Problems →
1 - Translate this sentence from the family newsletter into Spanish: "We finally had a legitimate reason to purchase a separate freezer."
2 - According to the family newsletter, on what day was Waterwight released?

Source text →
━━━━━━━━━━━━━━━━
Some Things Never Change

Some things never change.

This time last year Mike was stacking wood and shoveling snow (I just read last year’s newsletter!) in a “blustery 18 degrees” and today he does the same in 9 degrees of blowing snow. I’m comfy in my fuzzy pink bathrobe by the fire, still determined to give the snail-mail authorities a little extra business this year.

Our family continues to grow!

Travel this past year included two weeks in California where I was honored to help my sister Christine and her children with my brother-in-law Keith’s transition from this world to the next, my trip to Smith College to speak on a panel at their Leadership Conference, a trip to sister Carol’s to visit with Mum and sister Charlene, an unexpected trip to Hilton Head to visit with author Janet Sheppard Kelleher (where I parasailed and avoided gators and dropped my phone in the ocean and put together my book Haikus Can Amusebecause I dropped my phone in the ocean), a week in Maine to visit with my Mum and family at Susie and Jim’s gorgeous waterfront home, a road trip to visit Jake in Austin and another couple of weeks in the trailer at Moab and Lake Powell with Mike and the Ranger-dog. I’m becoming quite the Stand-Up-Paddleboarder and absolutely love being on the water! There were also several Colorado road trips to attend various author events at schools and libraries. Pitch: Please support your local libraries! They do much to support their communities and their local authors.

Summit Library’s Teen Reading Program director went all out for my visit with her group!

I continue to write and publish my books on Amazon and blog at www.leadvillelaurel.com about lots of things including another no-kill hunting season and my first warm elk harvesting from an early morning roadkill call. We finally had a legitimate reason to purchase a separate freezer. Waterwight hit the streets on Leap Day. It was great fun to write, and now I’m working on Waterwight: Flux, the second book in the series. I have a feeling 2017 will be a year of great productivity as I have several other writing projects in various stages of completion already.
━━━━━━━━━━━━━━━━
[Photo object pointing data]
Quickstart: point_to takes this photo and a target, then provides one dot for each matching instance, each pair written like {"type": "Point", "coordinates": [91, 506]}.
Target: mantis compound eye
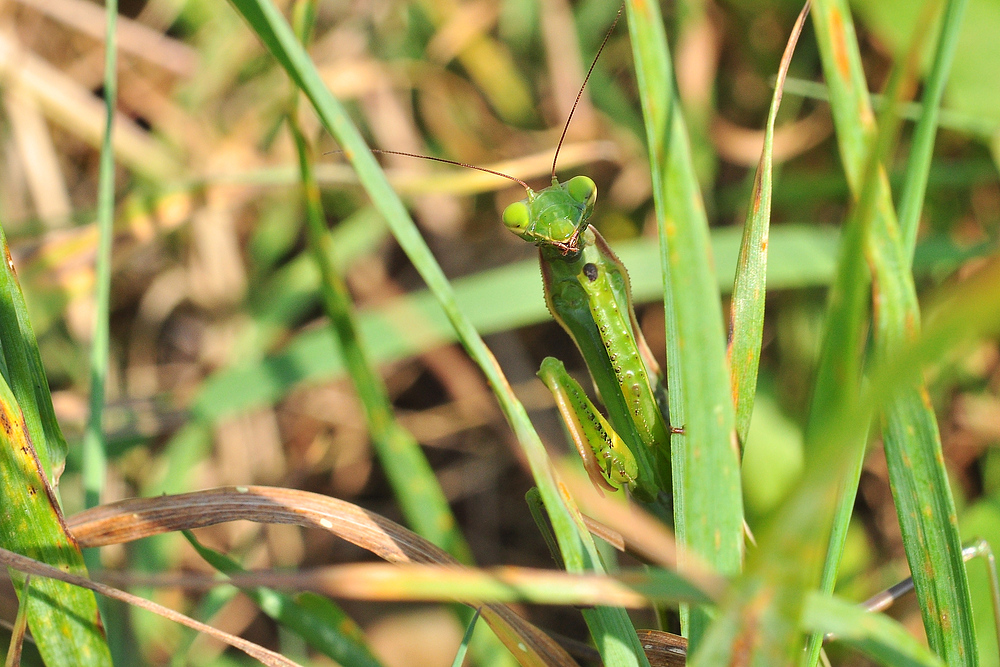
{"type": "Point", "coordinates": [516, 217]}
{"type": "Point", "coordinates": [583, 190]}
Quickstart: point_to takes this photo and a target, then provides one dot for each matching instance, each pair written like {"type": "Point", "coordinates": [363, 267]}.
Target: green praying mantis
{"type": "Point", "coordinates": [587, 291]}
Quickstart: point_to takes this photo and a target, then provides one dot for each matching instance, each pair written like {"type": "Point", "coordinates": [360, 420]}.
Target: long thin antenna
{"type": "Point", "coordinates": [455, 163]}
{"type": "Point", "coordinates": [579, 95]}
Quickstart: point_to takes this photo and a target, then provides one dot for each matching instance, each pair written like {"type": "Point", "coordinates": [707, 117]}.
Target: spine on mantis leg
{"type": "Point", "coordinates": [607, 460]}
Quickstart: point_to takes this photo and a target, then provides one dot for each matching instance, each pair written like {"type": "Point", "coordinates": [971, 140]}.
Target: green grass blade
{"type": "Point", "coordinates": [611, 628]}
{"type": "Point", "coordinates": [416, 488]}
{"type": "Point", "coordinates": [746, 320]}
{"type": "Point", "coordinates": [64, 620]}
{"type": "Point", "coordinates": [463, 648]}
{"type": "Point", "coordinates": [873, 634]}
{"type": "Point", "coordinates": [24, 372]}
{"type": "Point", "coordinates": [912, 441]}
{"type": "Point", "coordinates": [708, 507]}
{"type": "Point", "coordinates": [412, 479]}
{"type": "Point", "coordinates": [918, 168]}
{"type": "Point", "coordinates": [318, 620]}
{"type": "Point", "coordinates": [800, 256]}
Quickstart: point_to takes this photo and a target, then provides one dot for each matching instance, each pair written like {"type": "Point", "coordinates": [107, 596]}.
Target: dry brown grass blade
{"type": "Point", "coordinates": [66, 103]}
{"type": "Point", "coordinates": [39, 569]}
{"type": "Point", "coordinates": [663, 649]}
{"type": "Point", "coordinates": [133, 37]}
{"type": "Point", "coordinates": [18, 631]}
{"type": "Point", "coordinates": [136, 518]}
{"type": "Point", "coordinates": [416, 583]}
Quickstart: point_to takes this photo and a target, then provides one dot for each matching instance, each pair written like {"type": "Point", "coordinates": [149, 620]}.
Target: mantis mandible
{"type": "Point", "coordinates": [587, 291]}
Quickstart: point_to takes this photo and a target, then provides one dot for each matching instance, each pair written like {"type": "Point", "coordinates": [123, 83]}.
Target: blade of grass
{"type": "Point", "coordinates": [746, 323]}
{"type": "Point", "coordinates": [708, 507]}
{"type": "Point", "coordinates": [416, 488]}
{"type": "Point", "coordinates": [412, 479]}
{"type": "Point", "coordinates": [318, 620]}
{"type": "Point", "coordinates": [799, 257]}
{"type": "Point", "coordinates": [94, 456]}
{"type": "Point", "coordinates": [63, 619]}
{"type": "Point", "coordinates": [912, 441]}
{"type": "Point", "coordinates": [918, 168]}
{"type": "Point", "coordinates": [611, 628]}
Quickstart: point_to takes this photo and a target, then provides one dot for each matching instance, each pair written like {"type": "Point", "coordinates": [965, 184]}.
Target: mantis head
{"type": "Point", "coordinates": [554, 217]}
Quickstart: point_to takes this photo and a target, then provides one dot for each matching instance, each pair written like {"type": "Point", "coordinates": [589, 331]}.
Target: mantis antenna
{"type": "Point", "coordinates": [562, 137]}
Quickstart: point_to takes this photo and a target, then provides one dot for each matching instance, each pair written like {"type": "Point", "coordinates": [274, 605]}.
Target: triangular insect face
{"type": "Point", "coordinates": [556, 216]}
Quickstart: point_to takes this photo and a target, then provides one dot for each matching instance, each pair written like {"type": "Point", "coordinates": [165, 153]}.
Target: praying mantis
{"type": "Point", "coordinates": [588, 293]}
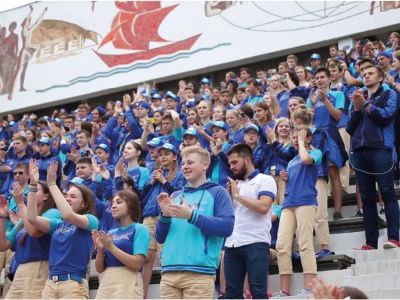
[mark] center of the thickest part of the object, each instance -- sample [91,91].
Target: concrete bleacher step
[376,255]
[379,267]
[376,272]
[383,294]
[373,281]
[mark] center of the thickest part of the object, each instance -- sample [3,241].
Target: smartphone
[85,153]
[182,199]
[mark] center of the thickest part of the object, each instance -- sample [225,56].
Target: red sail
[137,25]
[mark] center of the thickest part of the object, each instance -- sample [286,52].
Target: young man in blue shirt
[373,154]
[193,224]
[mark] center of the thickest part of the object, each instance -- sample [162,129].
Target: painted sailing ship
[134,27]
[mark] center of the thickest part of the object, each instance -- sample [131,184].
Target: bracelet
[366,104]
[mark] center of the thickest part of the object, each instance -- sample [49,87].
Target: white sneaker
[303,294]
[280,294]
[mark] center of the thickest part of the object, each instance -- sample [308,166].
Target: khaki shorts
[69,289]
[29,280]
[120,283]
[186,285]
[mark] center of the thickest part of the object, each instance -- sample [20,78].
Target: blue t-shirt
[133,239]
[32,249]
[322,117]
[300,188]
[70,246]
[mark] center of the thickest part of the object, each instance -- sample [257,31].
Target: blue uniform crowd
[89,183]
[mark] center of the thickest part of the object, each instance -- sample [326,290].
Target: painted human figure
[27,50]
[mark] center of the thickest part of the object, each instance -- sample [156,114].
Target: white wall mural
[52,52]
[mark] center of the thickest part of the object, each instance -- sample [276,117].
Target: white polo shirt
[250,226]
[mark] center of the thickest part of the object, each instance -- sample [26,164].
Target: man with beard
[247,249]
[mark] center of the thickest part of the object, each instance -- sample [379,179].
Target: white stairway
[376,272]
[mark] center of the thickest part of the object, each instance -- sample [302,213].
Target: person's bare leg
[337,190]
[286,280]
[147,271]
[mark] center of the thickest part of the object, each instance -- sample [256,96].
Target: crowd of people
[213,178]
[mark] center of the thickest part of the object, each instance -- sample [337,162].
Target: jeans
[376,165]
[253,259]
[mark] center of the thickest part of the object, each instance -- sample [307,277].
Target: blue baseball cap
[220,124]
[251,126]
[104,147]
[143,104]
[191,131]
[44,140]
[205,81]
[155,142]
[170,94]
[101,110]
[169,147]
[385,54]
[156,96]
[77,181]
[315,56]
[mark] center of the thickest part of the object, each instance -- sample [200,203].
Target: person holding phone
[166,177]
[192,226]
[371,127]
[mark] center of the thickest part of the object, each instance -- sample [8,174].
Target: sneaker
[390,244]
[296,255]
[366,247]
[323,253]
[280,294]
[303,292]
[381,223]
[337,215]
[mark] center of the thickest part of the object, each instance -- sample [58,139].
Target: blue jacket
[374,129]
[277,157]
[195,245]
[151,192]
[219,169]
[43,163]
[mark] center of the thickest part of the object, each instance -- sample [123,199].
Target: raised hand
[14,216]
[270,134]
[96,240]
[3,207]
[17,193]
[33,172]
[106,240]
[52,173]
[164,201]
[127,101]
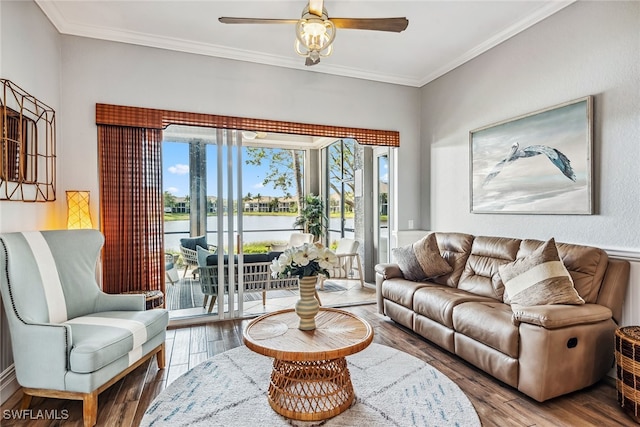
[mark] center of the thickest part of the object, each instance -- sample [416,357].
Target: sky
[175,169]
━━━━━━━━━━━━━━━━
Exercise results →
1 - Por fin tuvimos una razón legítima para comprar un congelador aparte.

2 - Leap Day.